* BEGIN EXERCISE INPUT *

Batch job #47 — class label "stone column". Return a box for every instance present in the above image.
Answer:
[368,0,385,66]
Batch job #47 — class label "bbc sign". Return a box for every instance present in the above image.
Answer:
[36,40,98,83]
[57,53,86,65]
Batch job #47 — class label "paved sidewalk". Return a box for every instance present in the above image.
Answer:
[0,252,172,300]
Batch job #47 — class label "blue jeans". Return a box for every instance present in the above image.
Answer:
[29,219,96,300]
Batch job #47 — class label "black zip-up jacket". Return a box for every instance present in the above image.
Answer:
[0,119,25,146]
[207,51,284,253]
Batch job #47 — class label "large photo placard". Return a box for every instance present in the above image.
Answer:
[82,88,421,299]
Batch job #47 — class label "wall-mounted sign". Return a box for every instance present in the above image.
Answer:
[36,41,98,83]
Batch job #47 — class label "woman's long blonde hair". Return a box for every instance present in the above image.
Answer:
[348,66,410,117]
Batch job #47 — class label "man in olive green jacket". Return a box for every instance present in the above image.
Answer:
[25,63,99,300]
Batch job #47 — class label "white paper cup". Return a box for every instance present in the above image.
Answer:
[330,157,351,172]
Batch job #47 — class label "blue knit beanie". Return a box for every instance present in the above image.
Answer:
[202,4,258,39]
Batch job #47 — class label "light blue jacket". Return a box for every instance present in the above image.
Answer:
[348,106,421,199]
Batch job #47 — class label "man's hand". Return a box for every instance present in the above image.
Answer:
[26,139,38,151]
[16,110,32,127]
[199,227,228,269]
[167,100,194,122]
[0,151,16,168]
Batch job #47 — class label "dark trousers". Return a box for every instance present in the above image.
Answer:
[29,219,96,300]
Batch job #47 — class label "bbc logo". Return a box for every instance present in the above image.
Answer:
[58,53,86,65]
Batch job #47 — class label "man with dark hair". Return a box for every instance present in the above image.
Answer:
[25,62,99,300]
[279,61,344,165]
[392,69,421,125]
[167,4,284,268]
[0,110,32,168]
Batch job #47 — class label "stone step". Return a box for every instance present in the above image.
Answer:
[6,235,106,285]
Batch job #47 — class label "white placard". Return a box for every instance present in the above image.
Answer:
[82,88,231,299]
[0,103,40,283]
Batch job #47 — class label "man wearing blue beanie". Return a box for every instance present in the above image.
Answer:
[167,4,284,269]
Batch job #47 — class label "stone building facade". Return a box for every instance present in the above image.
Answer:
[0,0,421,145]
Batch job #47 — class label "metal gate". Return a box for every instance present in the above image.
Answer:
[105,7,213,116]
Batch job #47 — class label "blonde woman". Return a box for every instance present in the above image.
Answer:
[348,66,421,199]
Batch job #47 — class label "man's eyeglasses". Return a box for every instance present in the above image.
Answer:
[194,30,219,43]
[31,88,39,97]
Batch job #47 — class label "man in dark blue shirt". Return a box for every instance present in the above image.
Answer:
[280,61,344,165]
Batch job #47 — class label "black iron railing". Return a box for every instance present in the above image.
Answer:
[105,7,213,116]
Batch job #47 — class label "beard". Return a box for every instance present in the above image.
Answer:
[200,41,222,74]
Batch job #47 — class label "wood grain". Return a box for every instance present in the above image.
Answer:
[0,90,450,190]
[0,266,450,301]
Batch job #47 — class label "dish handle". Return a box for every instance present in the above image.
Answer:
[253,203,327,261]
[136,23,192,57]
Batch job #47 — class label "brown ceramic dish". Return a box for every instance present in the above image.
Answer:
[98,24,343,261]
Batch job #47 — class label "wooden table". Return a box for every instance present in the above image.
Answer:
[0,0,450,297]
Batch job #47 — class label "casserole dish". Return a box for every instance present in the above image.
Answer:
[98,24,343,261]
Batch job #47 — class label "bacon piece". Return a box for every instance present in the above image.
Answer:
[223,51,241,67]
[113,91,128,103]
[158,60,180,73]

* END EXERCISE INPUT *

■ **TO DO**: Write out all of the entries above word for word, in the order they appear.

■ **RESULT FOR THIS TASK**:
Batch job #47 — class label "stone column". Return a box for every instance present in the above image.
Answer:
[368,0,385,66]
Batch job #47 — class label "bbc sign". Return a box for every instance present in the above image.
Answer:
[36,40,98,83]
[57,53,86,65]
Batch job #47 — class label "paved sidewalk". Return a box for every instance present in the above image.
Answer:
[0,252,172,300]
Batch job #47 — class label "blue jeans". Return a box for every instance present in the above image.
Answer:
[29,219,96,300]
Batch job #47 — class label "black zip-up jacket". Return a box for every instance present in the above image.
Answer:
[0,119,25,146]
[207,51,284,253]
Batch job #47 — class label "large photo placard". Return a box for every instance present in the above image.
Answer:
[82,88,421,299]
Batch job #47 — class label "wall-mounted sign". Return a box for every instance present in the above image.
Answer:
[36,41,98,83]
Batch job #47 — class label "woman's long blonde hair". Return a box for every instance present in the above image.
Answer:
[348,66,410,117]
Batch job #47 — class label "man in olive green jacket". Return a box for every instance present in the above image.
Answer:
[25,63,99,300]
Batch job #47 — class label "white paper cup". Return a box for every instance present in the above image.
Answer:
[330,157,351,172]
Batch job #47 — class label "blue knit beanie". Return a box for every instance present in the above image.
Answer:
[202,4,258,39]
Batch job #47 — class label "light blue jacket". Return a box for every instance present in the above image.
Answer:
[348,106,421,199]
Batch job #47 — class label "man's hand". Return a box for every instance present in the above image.
Answer:
[26,139,38,151]
[16,110,32,127]
[199,227,228,269]
[167,100,194,122]
[0,151,16,168]
Batch job #47 — class label "dark trousers". Return a box for every instance present in the above image.
Answer:
[29,219,96,300]
Batch job #47 — class label "bbc logo". Return a box for every instance present in the above image.
Answer:
[58,53,86,65]
Batch job #47 — class label "man with dark hair". Return a box for every instance present in the above image.
Answer:
[25,62,99,300]
[279,61,344,165]
[392,69,421,125]
[167,4,284,268]
[0,110,32,168]
Batch job #47 — class label "stone step". Return a box for every instance present in the above image.
Answer:
[6,235,106,285]
Batch job #47 — class label "white placard". Return a box for every instance present in the above image.
Answer:
[82,88,231,299]
[0,103,40,283]
Batch job #47 — class label "man wearing blue beanie". Return a box for every instance present in the above image.
Answer:
[167,4,284,269]
Batch job #47 — class label "stone building facade". Return a box for every instance present in the above image.
Answer:
[0,0,421,145]
Batch job #47 — class label "metal gate". Return a box for every instance present in the above image.
Answer:
[105,7,213,116]
Batch job #47 — class label "blonde woman". Return a box for every instance present in the above image.
Answer:
[348,66,421,199]
Batch job #47 — class label "man's eyeglasses". Return a box for every instance present in the above image.
Answer:
[194,30,219,43]
[31,88,39,97]
Batch job #47 — class label "man in dark blue shirt". Return a box for every instance present in the above image.
Answer:
[280,61,344,165]
Batch job #47 — class label "black iron railing". Return a box for every instance present in the above image.
Answer:
[105,7,213,116]
Batch job #47 — class label "beard". Return a box for every instance present in the above image.
Answer:
[200,41,222,74]
Batch job #47 — class label "wood grain". Return a box for every instance present in the above image.
Answer:
[0,90,450,190]
[0,266,450,301]
Batch job #47 — class label "dish handle". Return a box for every instance present in the above image.
Answer:
[253,203,327,261]
[136,23,192,57]
Batch job #47 — class label "brown ceramic dish". Return a box for every instance present in the above image.
Answer:
[98,24,343,261]
Batch job #47 — class label "wooden table". Return a box for every instance present in the above image.
Answer:
[0,0,450,297]
Batch job #47 — class label "casserole dish". Return a box for every instance present in the above image.
Answer:
[98,24,343,261]
Batch job #47 — class label "bacon piece". Return a box for every instance present in the above image.
Answer:
[223,51,241,67]
[113,91,128,103]
[158,60,180,73]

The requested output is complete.